- **Exercise**: Provide the entries once more, identical in every word.

- **Provided entries**:
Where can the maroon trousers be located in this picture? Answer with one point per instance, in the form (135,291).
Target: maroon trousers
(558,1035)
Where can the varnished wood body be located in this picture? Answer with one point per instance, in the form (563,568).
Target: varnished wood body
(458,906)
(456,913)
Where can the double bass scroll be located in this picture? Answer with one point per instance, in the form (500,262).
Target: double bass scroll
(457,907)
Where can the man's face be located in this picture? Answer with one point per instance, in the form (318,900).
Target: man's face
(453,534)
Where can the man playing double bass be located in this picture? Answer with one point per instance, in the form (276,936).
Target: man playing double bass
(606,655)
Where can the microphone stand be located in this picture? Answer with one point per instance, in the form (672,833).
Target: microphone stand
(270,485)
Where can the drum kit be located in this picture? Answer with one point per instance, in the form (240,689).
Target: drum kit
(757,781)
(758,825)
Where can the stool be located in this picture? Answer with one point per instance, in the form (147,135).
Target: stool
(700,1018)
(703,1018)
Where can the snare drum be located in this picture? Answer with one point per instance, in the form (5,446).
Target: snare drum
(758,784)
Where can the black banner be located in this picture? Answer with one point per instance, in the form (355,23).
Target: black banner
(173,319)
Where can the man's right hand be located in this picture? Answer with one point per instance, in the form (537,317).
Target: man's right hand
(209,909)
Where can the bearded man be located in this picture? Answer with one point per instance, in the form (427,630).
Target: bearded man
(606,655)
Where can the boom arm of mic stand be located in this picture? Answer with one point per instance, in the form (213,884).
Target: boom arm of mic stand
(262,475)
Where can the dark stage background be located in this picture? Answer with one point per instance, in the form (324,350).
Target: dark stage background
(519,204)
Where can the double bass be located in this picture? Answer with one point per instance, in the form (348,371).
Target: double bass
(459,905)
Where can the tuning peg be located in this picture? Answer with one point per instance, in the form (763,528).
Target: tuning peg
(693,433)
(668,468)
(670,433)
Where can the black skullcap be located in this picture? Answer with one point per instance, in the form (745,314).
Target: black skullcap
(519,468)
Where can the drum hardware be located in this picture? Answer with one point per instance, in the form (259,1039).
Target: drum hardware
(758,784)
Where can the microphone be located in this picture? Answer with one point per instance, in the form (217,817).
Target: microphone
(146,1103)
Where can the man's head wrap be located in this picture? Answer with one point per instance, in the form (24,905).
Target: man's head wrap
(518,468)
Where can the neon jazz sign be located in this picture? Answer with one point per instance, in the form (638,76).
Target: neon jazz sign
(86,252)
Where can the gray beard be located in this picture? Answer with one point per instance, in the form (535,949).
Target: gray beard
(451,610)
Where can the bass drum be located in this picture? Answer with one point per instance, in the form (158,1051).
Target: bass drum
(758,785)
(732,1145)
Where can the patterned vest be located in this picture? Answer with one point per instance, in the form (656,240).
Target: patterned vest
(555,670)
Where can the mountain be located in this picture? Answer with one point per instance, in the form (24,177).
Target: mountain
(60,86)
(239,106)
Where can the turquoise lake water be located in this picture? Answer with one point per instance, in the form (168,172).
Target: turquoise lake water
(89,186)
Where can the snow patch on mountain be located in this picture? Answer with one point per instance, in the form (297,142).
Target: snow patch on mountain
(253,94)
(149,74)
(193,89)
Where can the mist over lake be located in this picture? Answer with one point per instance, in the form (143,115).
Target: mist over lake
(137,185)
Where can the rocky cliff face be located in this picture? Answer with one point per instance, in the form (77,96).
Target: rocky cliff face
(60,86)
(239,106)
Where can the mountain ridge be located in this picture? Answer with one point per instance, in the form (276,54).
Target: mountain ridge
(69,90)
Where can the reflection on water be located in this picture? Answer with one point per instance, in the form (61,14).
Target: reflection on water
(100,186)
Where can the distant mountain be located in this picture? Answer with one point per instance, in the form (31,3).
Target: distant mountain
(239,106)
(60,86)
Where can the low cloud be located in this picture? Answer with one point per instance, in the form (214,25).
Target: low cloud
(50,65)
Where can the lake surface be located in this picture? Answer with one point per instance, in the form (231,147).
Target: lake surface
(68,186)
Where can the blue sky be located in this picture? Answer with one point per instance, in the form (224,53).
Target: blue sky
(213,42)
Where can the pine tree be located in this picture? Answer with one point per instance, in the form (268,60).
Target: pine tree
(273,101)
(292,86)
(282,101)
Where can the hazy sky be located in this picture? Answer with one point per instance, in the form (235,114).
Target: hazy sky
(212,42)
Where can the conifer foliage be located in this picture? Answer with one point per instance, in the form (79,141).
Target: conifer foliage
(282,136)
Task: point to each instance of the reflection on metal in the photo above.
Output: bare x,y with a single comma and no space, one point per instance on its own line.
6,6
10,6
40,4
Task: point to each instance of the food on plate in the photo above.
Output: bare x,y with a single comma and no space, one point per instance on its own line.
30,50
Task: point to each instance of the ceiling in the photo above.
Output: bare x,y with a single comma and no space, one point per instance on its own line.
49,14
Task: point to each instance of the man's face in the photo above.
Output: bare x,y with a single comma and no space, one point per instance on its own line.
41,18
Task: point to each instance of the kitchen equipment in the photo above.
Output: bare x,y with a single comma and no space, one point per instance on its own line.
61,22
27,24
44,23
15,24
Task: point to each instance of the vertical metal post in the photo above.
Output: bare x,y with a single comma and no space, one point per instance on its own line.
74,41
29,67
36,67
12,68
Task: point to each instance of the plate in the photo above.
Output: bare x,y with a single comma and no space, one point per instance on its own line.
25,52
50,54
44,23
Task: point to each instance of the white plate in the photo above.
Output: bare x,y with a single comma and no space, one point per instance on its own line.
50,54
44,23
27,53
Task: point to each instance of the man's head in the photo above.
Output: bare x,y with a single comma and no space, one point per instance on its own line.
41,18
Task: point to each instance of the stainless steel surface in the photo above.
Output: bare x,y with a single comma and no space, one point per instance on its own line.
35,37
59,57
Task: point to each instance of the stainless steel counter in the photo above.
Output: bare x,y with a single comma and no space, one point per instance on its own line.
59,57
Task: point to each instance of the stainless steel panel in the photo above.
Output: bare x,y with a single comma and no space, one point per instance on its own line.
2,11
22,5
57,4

- **Answer box**:
Where can the maroon trousers be located in this picture? Answer with one point per instance, in the form (135,291).
Target: maroon trousers
(558,1035)
Where can the varnished wood body be located in this picture? Answer with one point per instance, in the form (563,568).
Target: varnished wood body
(458,906)
(456,913)
Where can the double bass scroll be located in this picture? Answer with one point per instance, in the form (500,262).
Target: double bass scroll
(457,907)
Where can the man's face be located in this picture? Answer with one point per instance, in the form (318,900).
Target: man's face
(453,534)
Where can the man playing double bass be located in this picture? Answer with one point per instance, in the form (276,936).
Target: man playing double bass
(606,655)
Where can the microphone stand be located in this picture? Answer with one point per instance, in the form (672,833).
Target: microphone stand
(270,485)
Where can the drum kit be located in this picture? Answer with one point per instance, in the form (240,689).
Target: drum kit
(757,781)
(758,825)
Where can the stool be located in this picture? Answer with one point per instance, in the form (147,135).
Target: stool
(700,1018)
(703,1018)
Where can the snare drum be located in this picture? Answer with one point per instance, in the form (5,446).
Target: snare drum
(758,784)
Where can the black banner be located in this picture? Answer with one point per instance, in the form (355,23).
Target: black banner
(173,319)
Where can the man's right hand be located in this picture? Answer with one point per instance, in the form (537,317).
Target: man's right hand
(209,909)
Where can the bearded man be located in this picture? Answer with one point per instance, in the form (427,630).
Target: bearded man
(606,655)
Where can the boom arm of mic stand be located in this picture? Answer with one point per instance, in the form (213,884).
Target: boom arm of mic stand
(262,475)
Where can the dark stage background be located in this picture? Answer with one point per instance, in the form (324,350).
Target: dark stage background
(519,204)
Where can the double bass be located in this picture? Answer with one point per instance, in the form (348,371).
Target: double bass
(459,905)
Where can the tuning peg be located in this picture? Answer with one point per instance, in the form (763,528).
Target: tuning peg
(693,433)
(668,468)
(670,433)
Where can the black skullcap be located in this picture? Answer with one point per instance, in the form (745,314).
Target: black skullcap
(519,468)
Where can the drum hardware be located in this picture? Answer with one point per instance, in the form (259,1039).
Target: drum hardware
(758,784)
Where can the microphone be located in this picture? Answer with one point per instance, in the form (217,817).
Target: microphone
(146,1103)
Where can the man's head wrap be located in this picture? Answer with one point per instance, in the form (24,905).
Target: man's head wrap
(518,468)
Where can the neon jazz sign be located in this picture? Answer with one point per instance, in the form (638,76).
Target: neon jazz sign
(86,252)
Where can the gray beard be located in this picture? Answer with one point per instance, in the form (535,949).
Target: gray beard
(451,610)
Where can the bass drum be located in this picture? Answer with one point per instance, in the form (158,1051).
Target: bass drum
(758,785)
(732,1145)
Where can the patterned vest be located in this picture? Answer with one point per instance, in the form (656,240).
Target: patterned vest
(555,670)
Where can the mountain be located in this picture? Answer with one point per instance, in the form (24,177).
Target: mountain
(60,86)
(239,106)
Where can the turquoise lake water be located in this picture? Answer with one point per instance, in the form (168,172).
Target: turquoise lake water
(89,186)
Where can the snow patch on mountain be located in this picture? Answer with one point per instance, in the form (297,142).
Target: snow patch on mountain
(253,94)
(149,74)
(193,89)
Where can the mist over lake be located in this picture? Answer with one point per instance, in the form (143,115).
Target: mist over lake
(137,185)
Where can the rocky cliff face be located in this picture? Answer with one point per instance, in the form (77,96).
Target: rocky cliff face
(60,86)
(239,106)
Where can the mountain ridge be located in this picture? Answer with one point per instance, in the form (276,54).
Target: mountain ridge
(69,90)
Where can the reflection on water be located in this picture? Answer with one point per instance, in the form (61,14).
Target: reflection on water
(100,186)
Where can the distant mountain be located in this picture? Answer with one point per instance, in the form (31,3).
Target: distant mountain
(239,106)
(60,86)
Where can the low cloud be located in this picture? Answer with one point per instance, in the form (214,25).
Target: low cloud
(50,65)
Where can the lake surface be located in this picture? Answer with one point per instance, in the form (231,147).
Target: lake surface
(68,186)
Where can the blue sky be located in this picture? Answer with one point per instance, in the form (224,53).
Target: blue sky
(213,42)
Where can the pine tree be located in this picture? Answer with one point per instance, in the form (268,60).
Target: pine tree
(273,101)
(292,86)
(282,101)
Where can the hazy sky be located in this picture? Answer with one point per instance, in the form (235,114).
Target: hazy sky
(212,42)
Where can the conifer foliage be located in this picture? Answer with one point per instance, in the form (79,141).
Target: conifer foliage
(282,136)
Task: point to each instance of the reflection on metal in the photo above.
Output: bare x,y with a single comma and no space, one point per instance on its own line.
6,6
10,6
40,4
Task: point to each instance of the food on plate in the photo above.
Output: bare x,y with a single comma and no space, one point per instance on its own line.
30,50
Task: point to each instance of the ceiling in the photo above.
Output: bare x,y with a single comma and no space, one point per instance on its own line.
49,14
Task: point to each instance of the man's face in the photo above.
Output: bare x,y with a single comma and no space, one point per instance on its own line.
41,18
Task: point to each instance of the kitchen equipment in the photo above.
Output: bare x,y with a single comma and no space, one point per instance on its own line.
61,22
27,24
44,23
15,24
Task: point to each instance of the vertical metal post in the photo above.
Output: bare x,y with a single comma and no space, one point per instance on its own line.
74,41
29,67
36,67
12,68
Task: point to each instance of the plate in the photo above.
Output: bare x,y with a single comma and no space, one point per instance on its own line.
25,52
50,54
44,23
Task: point to each instance of the white plate in the photo above.
Output: bare x,y with a single comma and no space, one point per instance on its own line.
50,54
44,23
27,53
Task: point to each instance of the man's head in the photo above.
Output: bare x,y with a single comma and no space, one point per instance on its own line.
41,18
Task: point to each instance of the stainless steel surface in the photo above.
Output: bare x,y with a single comma and no space, one point per instance on its own line.
35,37
59,57
Task: point to each instance of the stainless steel counter in the photo above.
Output: bare x,y with a single comma and no space, one point per instance on its own line.
59,57
Task: point to each instance of the stainless steel panel in the photo above.
Output: bare x,y with a single comma and no space, one point per instance on its own line.
2,11
22,5
57,4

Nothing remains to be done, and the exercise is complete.